**DATASET**
BEGIN
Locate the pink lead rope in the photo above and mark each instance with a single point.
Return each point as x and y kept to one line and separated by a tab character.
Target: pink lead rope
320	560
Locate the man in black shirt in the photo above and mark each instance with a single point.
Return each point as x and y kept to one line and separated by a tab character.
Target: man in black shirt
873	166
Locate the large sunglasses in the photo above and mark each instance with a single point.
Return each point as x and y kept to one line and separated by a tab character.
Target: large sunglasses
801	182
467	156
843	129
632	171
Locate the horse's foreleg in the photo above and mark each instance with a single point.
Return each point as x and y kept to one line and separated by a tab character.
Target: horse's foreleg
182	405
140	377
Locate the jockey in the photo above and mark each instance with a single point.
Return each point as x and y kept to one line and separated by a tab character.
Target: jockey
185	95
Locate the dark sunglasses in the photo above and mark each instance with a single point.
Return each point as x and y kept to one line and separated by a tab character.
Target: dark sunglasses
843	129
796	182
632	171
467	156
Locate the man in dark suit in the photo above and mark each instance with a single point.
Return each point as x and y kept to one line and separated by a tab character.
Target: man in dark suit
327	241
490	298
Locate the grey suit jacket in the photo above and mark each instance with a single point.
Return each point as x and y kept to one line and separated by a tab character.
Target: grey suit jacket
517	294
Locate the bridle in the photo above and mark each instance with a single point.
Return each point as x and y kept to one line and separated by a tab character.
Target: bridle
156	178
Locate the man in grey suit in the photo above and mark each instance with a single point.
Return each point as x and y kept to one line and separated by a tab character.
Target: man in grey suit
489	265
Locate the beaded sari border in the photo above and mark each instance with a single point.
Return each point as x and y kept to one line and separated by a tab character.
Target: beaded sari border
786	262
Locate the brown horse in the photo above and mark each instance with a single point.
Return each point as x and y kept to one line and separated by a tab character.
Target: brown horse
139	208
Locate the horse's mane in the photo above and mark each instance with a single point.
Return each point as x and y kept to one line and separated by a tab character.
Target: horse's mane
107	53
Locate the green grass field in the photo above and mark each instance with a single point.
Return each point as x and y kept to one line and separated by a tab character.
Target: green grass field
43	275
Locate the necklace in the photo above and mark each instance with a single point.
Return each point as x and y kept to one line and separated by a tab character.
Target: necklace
END
**WRITTEN EXERCISE**
Please substitute "single comma" for "tab character" throughout the lines above and write them all out again with nothing else altered.

**COMPLETE OUTPUT**
Locate the pink lead rope in the photo above and mark each instance with a single point.
Return each point as x and y kept to one line and separated by a single comma.
Target: pink lead rope
320	560
Locate the man in black shirt in the photo above and mark each instance with a single point.
Return each point as x and y kept to one line and separated by a single comma.
Target: man in black shirt
873	166
Locate the large sunglasses in the photo above and mark each instance with a single point.
Return each point as x and y kept to one line and separated by a single comma.
Target: large sunglasses
801	182
467	156
843	129
632	171
Locate the horse's foreleg in the photo above and mark each instance with a single point.
Return each point as x and y kept to one line and separated by a single comma.
Target: horse's foreleg
182	405
140	377
Locate the jockey in the photo above and mark each instance with a single point.
Return each point as x and y kept to one line and separated by a single comma.
Target: jockey
185	95
Locate the dark sunglasses in the photo above and mark each instance with a single point.
Return each point as x and y kept to one line and separated by a single comma.
Target: dark sunglasses
843	129
796	182
632	171
467	156
Locate the man in dark suit in the photo above and mark each instance with a single point.
Return each point as x and y kept to one line and separated by a single comma.
Target: man in dark suit
327	241
490	298
Locate the grey suit jacket in the photo above and mark each instance with a single point.
Return each point as x and y kept to one line and separated by a single comma.
Target: grey suit jacket
517	294
Locate the bridle in the photo above and mark each instance with a single point.
Return each point as x and y kept to one line and separated by a single comma.
Target: bridle
156	178
Locate the man in grey suit in the photo above and mark each instance with a single point.
Return each point as x and y kept to one line and separated by a single comma.
Target: man in grey suit
489	265
Locate the beaded sari border in the photo above and mark each instance with a single point.
Return each point as x and y kept to one line and separated by a single comma.
Target: beaded sari border
786	262
Locate the brown horse in the photo above and mark each instance with a single point.
Return each point as x and y kept to one line and separated by a single comma.
Target: brown horse
139	208
Locate the horse's mane in the photo above and mark each instance with a single point.
Return each point as x and y kept to one line and separated by a single comma.
Target: horse's mane
107	53
Locate the green grass field in the photo above and mark each instance with a single point.
Return each point as x and y kept to one line and separated by a single comma.
Target: green grass field
43	275
Locate the necklace in the photo above and mark each instance with a single point.
Return each point as x and y kept to one line and separated by a single comma.
Target: necklace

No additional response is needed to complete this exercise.